◆ Selection ◆
▬▬▬

You are viewing a plain text version of this content. The canonical link for it is here.
Posted to issues@spark.apache.org by "Pavel Chernikov (Jira)" <ji...@apache.org> on 2021/03/22 23:08:00 UTC

[jira] [Created] (SPARK-34829) transform_values return identical values while operating on complex types

Pavel Chernikov created SPARK-34829:
---------------------------------------

             Summary: transform_values return identical values while operating on complex types
                 Key: SPARK-34829
                 URL: https://issues.apache.org/jira/browse/SPARK-34829
             Project: Spark
          Issue Type: Bug
          Components: SQL
    Affects Versions: 3.1.1
            Reporter: Pavel Chernikov


If map values are {{StructType}} s then behavior of {{transform_values}} is inconsistent (it may return identical values). To be more precise, it looks like it returns identical values if the return type is {{AnyRef}}.

Consider following examples:

 
{code:java}
case class Bar(i: Int)
val square = udf((b: Bar) => b.i * b.i)
val df = Seq(Map(1 -> Bar(1), 2 -> Bar(2), 3 -> Bar(3))).toDF("map")
df.withColumn("map_square", transform_values(col("map"), (_, v) => square(v))).show(truncate = false)

▬▬▬

◆ Supplied records ◆
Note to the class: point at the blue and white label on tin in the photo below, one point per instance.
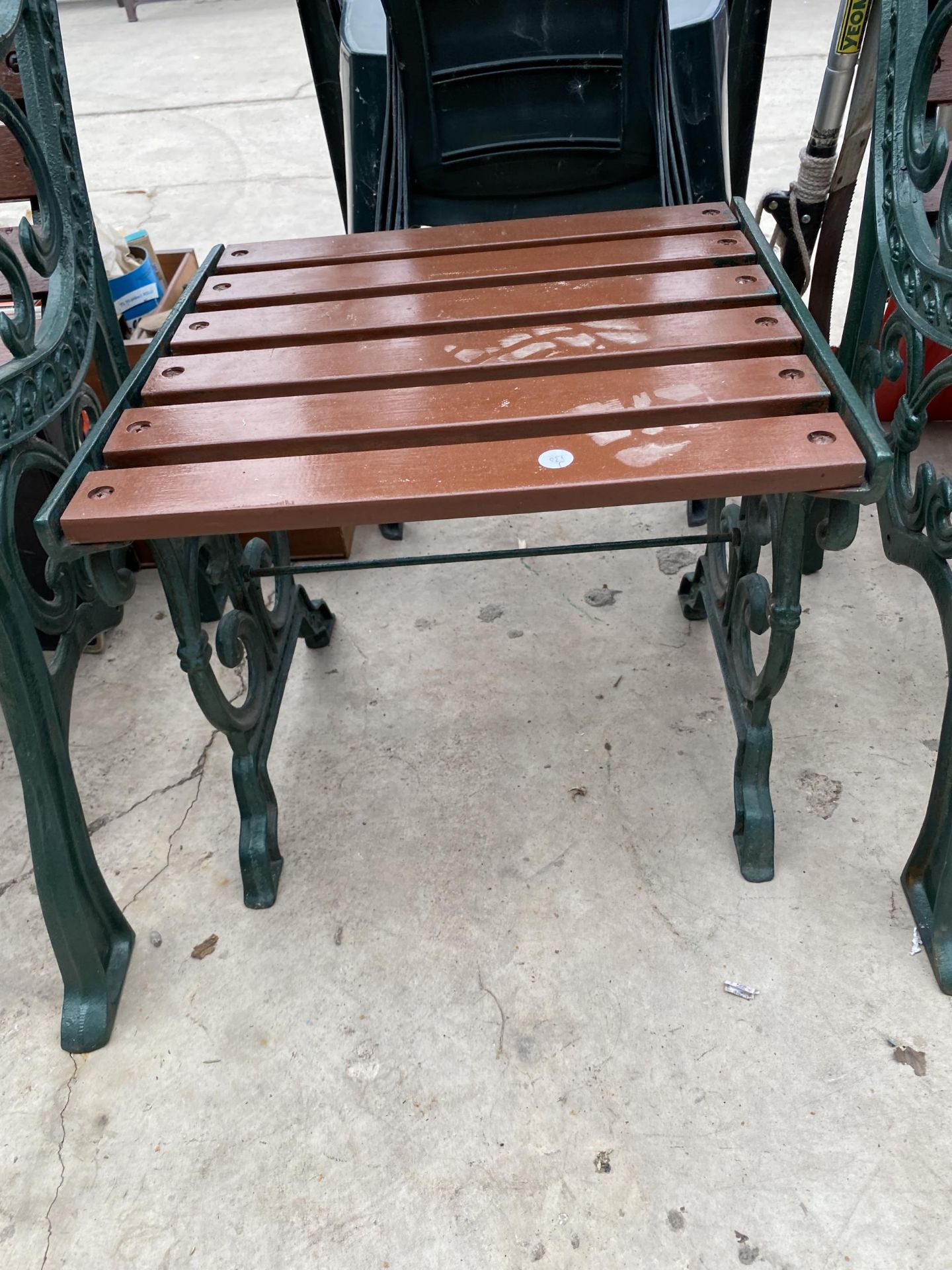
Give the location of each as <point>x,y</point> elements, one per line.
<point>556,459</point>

▬▬▬

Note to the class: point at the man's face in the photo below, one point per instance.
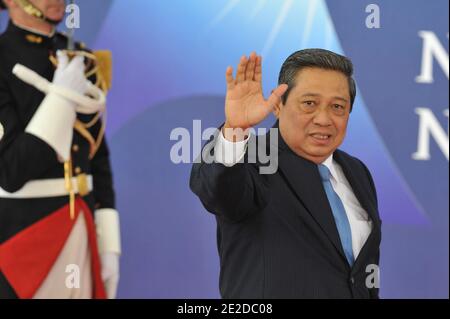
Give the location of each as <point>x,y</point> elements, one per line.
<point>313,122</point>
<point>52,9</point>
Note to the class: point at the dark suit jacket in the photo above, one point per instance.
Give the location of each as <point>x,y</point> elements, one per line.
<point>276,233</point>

▬▬▬

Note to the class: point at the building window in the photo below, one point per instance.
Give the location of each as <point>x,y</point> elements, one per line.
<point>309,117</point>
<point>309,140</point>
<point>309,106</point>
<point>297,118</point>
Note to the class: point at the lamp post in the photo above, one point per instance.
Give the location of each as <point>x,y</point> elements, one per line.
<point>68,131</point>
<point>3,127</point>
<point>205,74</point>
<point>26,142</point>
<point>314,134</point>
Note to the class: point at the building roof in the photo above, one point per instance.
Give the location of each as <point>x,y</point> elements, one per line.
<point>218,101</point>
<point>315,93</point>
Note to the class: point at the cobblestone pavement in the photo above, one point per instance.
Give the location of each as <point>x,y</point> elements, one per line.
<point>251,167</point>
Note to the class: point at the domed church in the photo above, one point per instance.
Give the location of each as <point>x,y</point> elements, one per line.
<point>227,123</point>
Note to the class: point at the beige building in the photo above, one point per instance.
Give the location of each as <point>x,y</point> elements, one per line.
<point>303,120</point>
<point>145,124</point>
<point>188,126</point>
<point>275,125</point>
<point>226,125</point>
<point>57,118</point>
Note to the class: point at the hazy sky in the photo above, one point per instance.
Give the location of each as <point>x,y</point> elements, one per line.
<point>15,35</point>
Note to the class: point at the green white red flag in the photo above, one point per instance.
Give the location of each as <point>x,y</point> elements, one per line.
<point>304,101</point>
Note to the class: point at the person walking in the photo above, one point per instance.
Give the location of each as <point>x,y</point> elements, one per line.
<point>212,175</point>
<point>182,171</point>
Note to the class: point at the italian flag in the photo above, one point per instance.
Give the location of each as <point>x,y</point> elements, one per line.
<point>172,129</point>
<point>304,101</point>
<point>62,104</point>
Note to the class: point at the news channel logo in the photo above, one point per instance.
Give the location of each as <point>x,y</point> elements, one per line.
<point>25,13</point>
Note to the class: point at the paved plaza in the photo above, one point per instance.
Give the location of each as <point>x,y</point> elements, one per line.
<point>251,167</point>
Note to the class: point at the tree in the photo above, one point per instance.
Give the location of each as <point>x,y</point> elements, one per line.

▬▬▬

◆ Task directions ◆
Answer these questions about the Spark issue report:
1. Which version does the report list as affected?
2. Under which component is the issue filed?
3. According to the description, with which return type does the function appear to return identical values?

◆ Solution to this task ◆
1. 3.1.1
2. SQL
3. AnyRef